*** Text segment ***

I was planning to venture out again when I run out of milk – which will probably be today, or maybe I can stretch it out till tomorrow. Fact is, I don’t really want to any more.

Any Normal Monday

I didn’t see the sun rise from the beach this morning – too late, I didn’t wake up till 7. Maybe another day.

I did do my half hour of combined yoga, tai chi and meditation before breakfast. It worked well. The mornings are filling up.

On any normal Monday, I would aim to leave home by 8 and walk to the leisure centre on the seafront. The pool closes at 9 for the parent and toddlers session, so I try to get there before about 8.30 or it’s not worth it. I could drive, but I’d have to faff around getting parking places at the pool, in the town centre, and back at home, and, honestly, I’d rather walk.

Which reminds me, my steps per day must have gone down massively.

I swim for about 20 minutes, then sit in the steam room for about another ten. Then shower, wash hair, dress, dry hair, go out and lean on the sea wall for a while. Some weeks over the winter, it’s been the only time I’ve been near the sea, these Monday mornings. Then I walk to the town centre, to a particular café where I have a bacon sandwich on granary bread, with brown sauce, and a pot of tea for one. I do killer su doku while I wait for my sandwich, drink tea and watch the world go by through the window. Then to the library for 11, where I buy a coffee and meet up with my writing buddies. Sometimes I even write, or more recently, edit (not my work though, a book I’ve been working on for a client – the one that I’m currently designing the cover for). Before Christmas (in the ‘black Friday’ sale, though I hate to admit it) I bought myself a notebook computer, so that (in theory) I can be more productive during these sessions.

About 1 o’clock, we start to disperse (the last two weeks I went I was the only one who turned up anyway), and I either walk home, or catch the bus. The bus also takes me back past the seafront, though only a small part of the way. I might pop into the co-op or the health food shop on my way home from the bus stop, if I need anything. At home I potter around till 3, when it’s time for the daily drama on Radio 4 extra, and crochet – usually yesterday’s square for my weather blanket. At 4 I’ll get an early dinner, veggie or at most pescatarian, because I have yoga in the evening. At 6 it’s 4 Extra again, and I get ready for yoga so I can listen to A Good Read at 6.30 so that I’m (in theory) ready to leave at 7, though always lose something, – cushions, water bottle, keys, money, coat – it starts officially at 7.15, but when I’ve got everything together it takes me two minutes to walk round the corner.

That is, any normal Monday.

*** End of Text segment ***
*** Data excerpts ***

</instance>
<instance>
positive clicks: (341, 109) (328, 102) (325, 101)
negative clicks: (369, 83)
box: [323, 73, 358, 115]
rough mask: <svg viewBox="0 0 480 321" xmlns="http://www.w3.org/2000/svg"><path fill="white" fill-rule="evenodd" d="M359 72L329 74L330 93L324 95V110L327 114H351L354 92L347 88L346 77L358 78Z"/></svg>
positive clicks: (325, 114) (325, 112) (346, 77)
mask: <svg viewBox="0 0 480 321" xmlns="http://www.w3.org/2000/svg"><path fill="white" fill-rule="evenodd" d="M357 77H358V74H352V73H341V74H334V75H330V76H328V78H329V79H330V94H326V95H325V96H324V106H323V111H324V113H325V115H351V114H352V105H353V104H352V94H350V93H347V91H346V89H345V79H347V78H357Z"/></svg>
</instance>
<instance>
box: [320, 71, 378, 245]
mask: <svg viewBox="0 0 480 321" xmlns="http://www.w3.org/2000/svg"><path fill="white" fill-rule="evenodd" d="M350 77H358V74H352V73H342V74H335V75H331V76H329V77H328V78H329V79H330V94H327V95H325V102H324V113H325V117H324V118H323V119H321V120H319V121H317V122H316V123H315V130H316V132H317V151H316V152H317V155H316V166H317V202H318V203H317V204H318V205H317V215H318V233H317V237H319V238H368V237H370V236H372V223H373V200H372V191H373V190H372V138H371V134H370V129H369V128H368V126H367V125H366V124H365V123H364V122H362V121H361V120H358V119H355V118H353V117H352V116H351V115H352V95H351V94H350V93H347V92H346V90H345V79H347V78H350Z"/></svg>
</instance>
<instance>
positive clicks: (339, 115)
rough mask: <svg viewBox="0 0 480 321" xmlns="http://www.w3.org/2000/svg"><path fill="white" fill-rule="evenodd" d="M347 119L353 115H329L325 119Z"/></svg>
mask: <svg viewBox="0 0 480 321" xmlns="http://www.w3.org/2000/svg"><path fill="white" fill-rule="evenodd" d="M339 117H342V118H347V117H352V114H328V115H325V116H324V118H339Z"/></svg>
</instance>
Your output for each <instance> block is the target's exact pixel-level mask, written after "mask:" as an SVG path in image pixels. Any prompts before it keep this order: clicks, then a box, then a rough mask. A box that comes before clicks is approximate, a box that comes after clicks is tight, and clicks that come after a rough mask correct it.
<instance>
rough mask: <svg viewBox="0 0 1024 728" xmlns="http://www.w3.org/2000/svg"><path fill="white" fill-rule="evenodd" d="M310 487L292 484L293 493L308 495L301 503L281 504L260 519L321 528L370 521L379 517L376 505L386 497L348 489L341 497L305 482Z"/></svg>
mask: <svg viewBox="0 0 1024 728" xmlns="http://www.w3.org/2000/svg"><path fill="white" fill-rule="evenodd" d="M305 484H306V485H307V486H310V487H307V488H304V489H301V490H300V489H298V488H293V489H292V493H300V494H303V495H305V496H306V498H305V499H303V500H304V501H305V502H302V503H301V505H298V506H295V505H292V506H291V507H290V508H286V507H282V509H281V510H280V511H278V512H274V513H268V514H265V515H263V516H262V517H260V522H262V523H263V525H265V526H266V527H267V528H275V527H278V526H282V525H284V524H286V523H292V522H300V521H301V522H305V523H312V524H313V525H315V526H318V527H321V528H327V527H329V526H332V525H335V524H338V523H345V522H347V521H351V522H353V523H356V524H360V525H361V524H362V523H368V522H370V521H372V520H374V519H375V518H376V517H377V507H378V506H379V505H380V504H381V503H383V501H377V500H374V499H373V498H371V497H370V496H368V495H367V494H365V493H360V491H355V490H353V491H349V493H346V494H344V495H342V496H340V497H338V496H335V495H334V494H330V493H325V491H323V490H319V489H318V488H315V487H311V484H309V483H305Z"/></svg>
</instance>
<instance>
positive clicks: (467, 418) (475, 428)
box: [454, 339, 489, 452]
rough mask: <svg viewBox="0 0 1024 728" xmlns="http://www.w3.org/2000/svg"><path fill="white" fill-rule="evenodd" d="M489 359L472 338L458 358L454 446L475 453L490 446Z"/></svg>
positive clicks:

*** End of Data excerpts ***

• _Work item A_
Write out the passage from the text about a normal Monday starting with "I was planning" and going on through "Maybe another day.".
• _Work item B_
In the text about a normal Monday, what does the writer order at the café in the town centre?
• _Work item C_
Turn the paragraph of the text about a normal Monday that begins "On any normal Monday" into a short list that keeps its main facts.

• _Answer section A_
I was planning to venture out again when I run out of milk – which will probably be today, or maybe I can stretch it out till tomorrow. Fact is, I don’t really want to any more.

Any Normal Monday

I didn’t see the sun rise from the beach this morning – too late, I didn’t wake up till 7. Maybe another day.

• _Answer section B_
A bacon sandwich on granary bread with brown sauce, and a pot of tea for one.

• _Answer section C_
- Aim to leave home by 8 and walk to the leisure centre on the seafront.
- The pool closes at 9 for the parent and toddlers session, so arriving after about 8.30 isn't worth it.
- Driving is possible but would mean finding parking at the pool, in the town centre and back at home.
- Walking is preferred.